Goal:
Convert every line of the items below into a JSON list of strings, one string per line, omitting any blank lines.

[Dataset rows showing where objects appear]
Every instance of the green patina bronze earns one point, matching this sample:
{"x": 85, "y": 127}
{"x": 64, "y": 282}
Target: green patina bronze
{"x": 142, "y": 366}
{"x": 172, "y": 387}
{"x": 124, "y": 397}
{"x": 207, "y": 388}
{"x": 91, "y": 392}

Solution to the problem:
[
  "Every instance of the green patina bronze earns one point, matching this sample:",
  "{\"x\": 85, \"y\": 127}",
  "{\"x\": 64, \"y\": 282}",
  "Target: green patina bronze",
  "{\"x\": 142, \"y\": 366}",
  "{\"x\": 172, \"y\": 387}",
  "{\"x\": 124, \"y\": 397}",
  "{\"x\": 207, \"y\": 388}",
  "{\"x\": 91, \"y\": 392}"
]